— start PASSAGE GIVEN —

Majority Leader of the Idaho Senate
- Incumbent
- Assumed office December 5, 2024
- Preceded by: Kelly Anthon

Member of the Idaho Senate from the 22nd district
- Incumbent
- Assumed office December 1, 2014
- Preceded by: Russ Fulcher

Personal details
- Born: Lori Vander Woude 1980 (age 45–46) Escondido, California, U.S.
- Party: Republican
- Spouse: Scott
- Children: 3
- Relatives: John Vander Woude (father)
- Education: Dordt University (BA)
- Website: Campaign website

= Lori Den Hartog =

American politician

Lori Den Hartog (born 1980) is an American politician serving as a member of the Idaho Senate from the 22nd district. She assumed office on December 1, 2014.

== Early life and education ==
Den Hartog was born in Escondido, California and graduated from Nampa Christian High School. She earned a Bachelor of Arts degree in business administration and public administration from Dordt College.

— end PASSAGE GIVEN —

## DESCRIPTION OF THE TASK
Extend the Lori Den Hartog biography by writing what follows its last sentence.

— start SOURCE DATA —

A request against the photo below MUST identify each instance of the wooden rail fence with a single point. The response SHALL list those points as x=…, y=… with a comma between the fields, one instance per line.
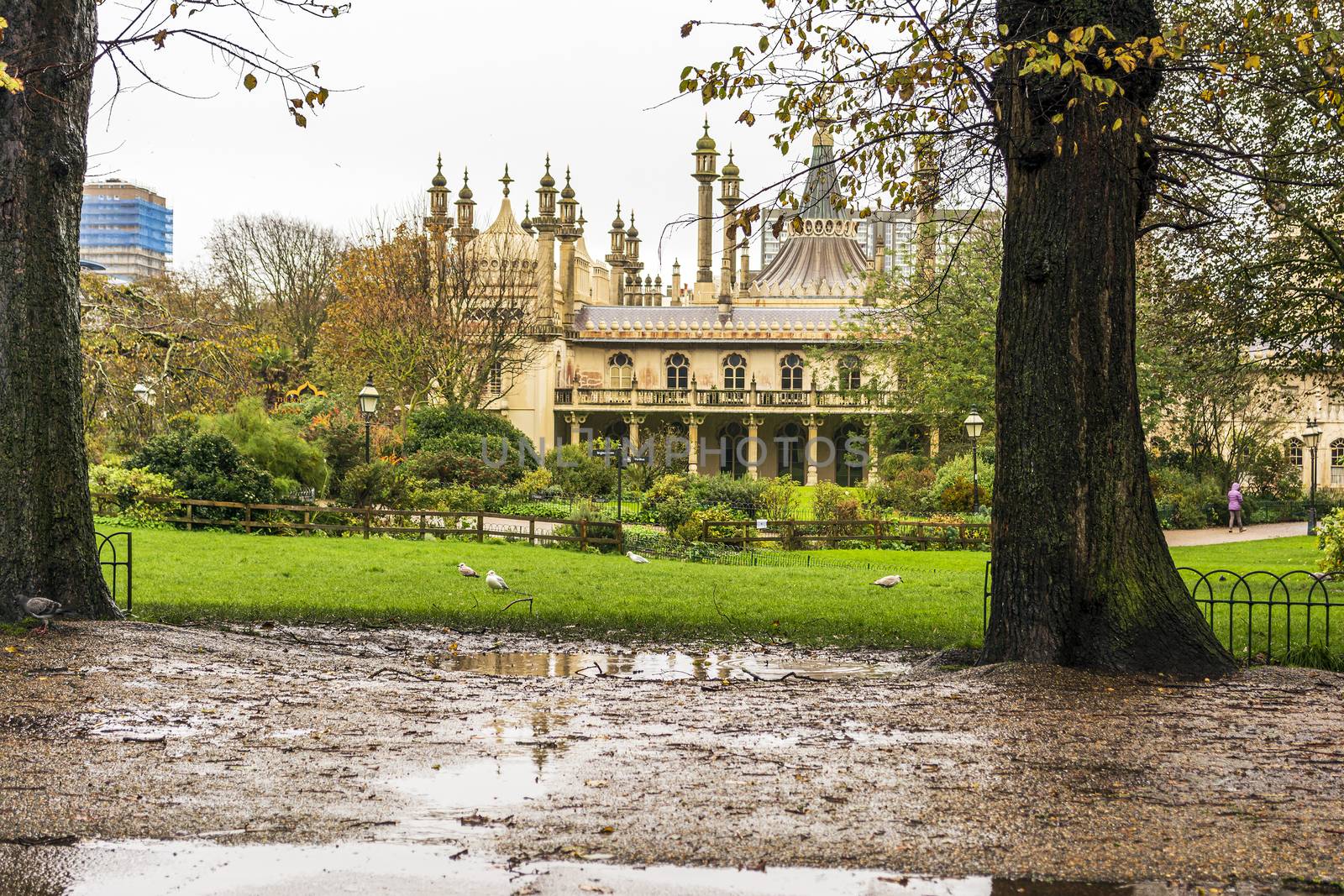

— end SOURCE DATA —

## REPLY
== Career ==
Outside of politics, Den Hartog has worked in land use, transportation planning, and grant administration. She was elected to the Idaho Senate in November 2014 and assumed office on December 1, 2014. From 2017 to 2020, Den Hartog served as vice chair of the Senate Agricultural Affairs Committee. In the 2021–2022 legislative session, she is chair of the Senate Transportation Committee.

==Personal life==
Den Hartog and her husband, Scott, were married in 2002. They have three children.

Den Hartog's father, John Vander Woude, also a Republican, is a member of the Idaho House of Representatives. This marked the first time a father and daughter have served together in the Idaho legislature.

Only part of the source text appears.